Problems and tasks »
[1] In the utilities module documentation, what target volume shape does transform_volume use when output_shape is None?
[2] According to the utilities module documentation, why is get_reciprocal_voxel_size compatible with both CXI- and xrayutilities-style conventions? Explain in one to three sentences.
[3] From the utilities module documentation, write out the passage that begins with the words containing "Utilities Module#" and ends with "a 3D volume.".

Source excerpt »

▬▬▬▬▬▬

Utilities Module#

General utility functions and helpers.

Data Manipulation#

cdiutils.utils.transform_volume(data, transform_matrix, output_shape=None, voxel_size=None, method='direct', preserve_norm=False)[source]#

Apply a linear transform to a 3D volume.

Parameters:

  • data (ndarray) – complex 3D array describing the source volume.

  • transform_matrix (ndarray) – 3x3 matrix mapping source indices to target.

  • output_shape (tuple | None) – target volume shape; uses data.shape when None.

  • voxel_size (tuple | float | None) – target voxel spacing; uses unit voxels when None.

  • method (str) – transformation mode; "direct" or "fourier".

  • preserve_norm (bool) – if True, rescales result by |det(A)|**(-1/2) to approximately preserve the L2 norm for the underlying continuous field. For pure rotations (orthogonal A) this factor is 1; for general shears or scales it compensates the change of volume element.

Returns:

interpolated volume on the target grid.

Return type:

np.ndarray

cdiutils.utils.get_reciprocal_voxel_size(real_voxel_size, shape, convention=None)[source]#

Calculate reciprocal-space voxel size from real-space parameters.

Uses the generic relation

dq = factor / (N * dx)

for each axis, where N is the number of pixels and dx the corresponding real-space voxel size.

This implementation is dimension-agnostic and does not assume any particular axis ordering. real_voxel_size and shape are only required to have the same length. This makes it compatible with both CXI- and xrayutilities-style conventions as long as the ordering of real_voxel_size matches that of shape.

Parameters:

  • real_voxel_size (float | tuple | ndarray) – Real-space voxel size (scalar or sequence). If scalar, the same value is used for all axes; otherwise it must have the same length as shape.

▬▬▬▬▬▬

Extracted entries »

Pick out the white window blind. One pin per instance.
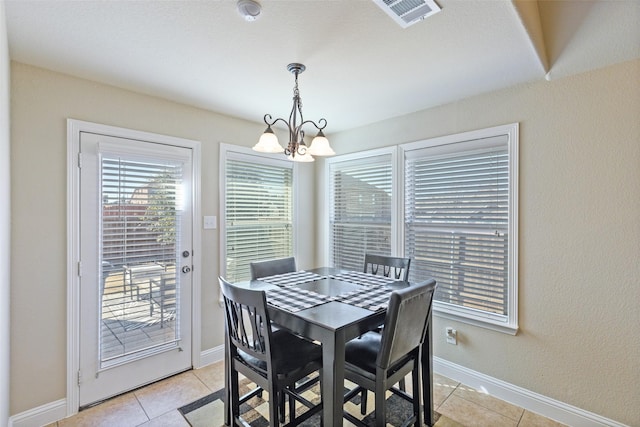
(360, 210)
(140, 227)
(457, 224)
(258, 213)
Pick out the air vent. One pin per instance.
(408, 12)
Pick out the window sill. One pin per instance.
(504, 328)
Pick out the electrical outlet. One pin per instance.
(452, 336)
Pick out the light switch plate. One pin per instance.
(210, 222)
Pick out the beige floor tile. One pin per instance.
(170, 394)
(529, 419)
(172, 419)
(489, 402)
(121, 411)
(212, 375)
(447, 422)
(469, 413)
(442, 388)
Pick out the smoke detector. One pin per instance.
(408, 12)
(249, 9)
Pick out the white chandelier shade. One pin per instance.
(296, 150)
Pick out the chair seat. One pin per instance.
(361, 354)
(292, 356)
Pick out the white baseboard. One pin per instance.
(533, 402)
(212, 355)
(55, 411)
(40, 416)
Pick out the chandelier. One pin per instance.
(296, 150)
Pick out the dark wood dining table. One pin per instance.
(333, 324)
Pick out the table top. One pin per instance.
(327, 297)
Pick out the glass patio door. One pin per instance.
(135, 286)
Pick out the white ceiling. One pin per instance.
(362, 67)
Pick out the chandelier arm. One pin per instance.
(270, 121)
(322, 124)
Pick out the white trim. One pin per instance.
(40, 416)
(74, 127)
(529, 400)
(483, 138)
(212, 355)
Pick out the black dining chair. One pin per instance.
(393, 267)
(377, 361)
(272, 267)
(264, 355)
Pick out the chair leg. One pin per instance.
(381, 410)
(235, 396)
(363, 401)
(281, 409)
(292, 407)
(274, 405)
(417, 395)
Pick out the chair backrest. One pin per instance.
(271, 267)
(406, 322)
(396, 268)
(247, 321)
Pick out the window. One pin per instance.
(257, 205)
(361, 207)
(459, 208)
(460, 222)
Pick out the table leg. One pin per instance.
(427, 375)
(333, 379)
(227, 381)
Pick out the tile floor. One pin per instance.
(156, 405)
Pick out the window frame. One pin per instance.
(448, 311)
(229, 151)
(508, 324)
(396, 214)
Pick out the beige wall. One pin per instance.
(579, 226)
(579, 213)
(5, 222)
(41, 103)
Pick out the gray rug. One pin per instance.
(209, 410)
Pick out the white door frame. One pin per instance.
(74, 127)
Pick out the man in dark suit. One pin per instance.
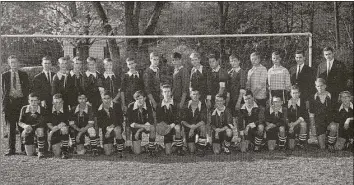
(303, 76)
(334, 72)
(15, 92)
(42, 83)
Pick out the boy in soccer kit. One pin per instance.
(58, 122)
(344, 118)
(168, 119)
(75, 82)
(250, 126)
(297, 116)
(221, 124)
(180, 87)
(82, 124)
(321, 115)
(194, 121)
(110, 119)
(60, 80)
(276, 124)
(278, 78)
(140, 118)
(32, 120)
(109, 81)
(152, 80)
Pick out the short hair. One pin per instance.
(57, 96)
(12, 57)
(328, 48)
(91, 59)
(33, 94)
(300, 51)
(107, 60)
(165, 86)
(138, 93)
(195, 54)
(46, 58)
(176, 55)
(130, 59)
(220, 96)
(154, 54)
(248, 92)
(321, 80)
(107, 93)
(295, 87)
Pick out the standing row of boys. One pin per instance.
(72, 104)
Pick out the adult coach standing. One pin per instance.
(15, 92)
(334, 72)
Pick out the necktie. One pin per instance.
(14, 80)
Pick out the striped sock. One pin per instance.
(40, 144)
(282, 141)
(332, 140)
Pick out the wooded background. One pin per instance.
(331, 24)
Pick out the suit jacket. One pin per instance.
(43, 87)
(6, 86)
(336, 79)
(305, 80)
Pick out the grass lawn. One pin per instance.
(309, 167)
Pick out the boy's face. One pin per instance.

▬▬▬▬▬▬

Answers to the exercises »
[1] It uses data.shape.

[2] The function is dimension-agnostic and does not assume any particular axis ordering. It only requires real_voxel_size and shape to have the same length. It therefore works with either convention as long as the ordering of real_voxel_size matches that of shape.

[3]
Utilities Module#

General utility functions and helpers.

Data Manipulation#

cdiutils.utils.transform_volume(data, transform_matrix, output_shape=None, voxel_size=None, method='direct', preserve_norm=False)[source]#

Apply a linear transform to a 3D volume.